=== MATERIAL PROVIDED ===

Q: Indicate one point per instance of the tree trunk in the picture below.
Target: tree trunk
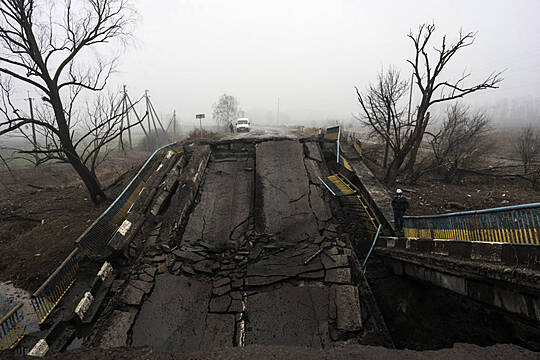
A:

===
=== MATERIAL PROVIDED ===

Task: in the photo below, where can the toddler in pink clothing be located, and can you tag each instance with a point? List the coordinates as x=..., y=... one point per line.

===
=== MATERIAL PROVIDED ===

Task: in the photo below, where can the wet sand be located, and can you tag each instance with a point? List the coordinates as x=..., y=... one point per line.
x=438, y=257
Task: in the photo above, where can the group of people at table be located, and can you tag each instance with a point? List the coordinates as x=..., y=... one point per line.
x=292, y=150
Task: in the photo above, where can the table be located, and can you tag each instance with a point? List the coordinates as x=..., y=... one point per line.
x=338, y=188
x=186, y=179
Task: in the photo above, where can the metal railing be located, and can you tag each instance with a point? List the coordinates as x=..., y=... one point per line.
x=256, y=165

===

EXERCISE → Search the records for the word "tree". Copy each line where it appears.

RESPONSE →
Q: Indicate one point per instance of the tree trunk in the picture below.
Target: tree trunk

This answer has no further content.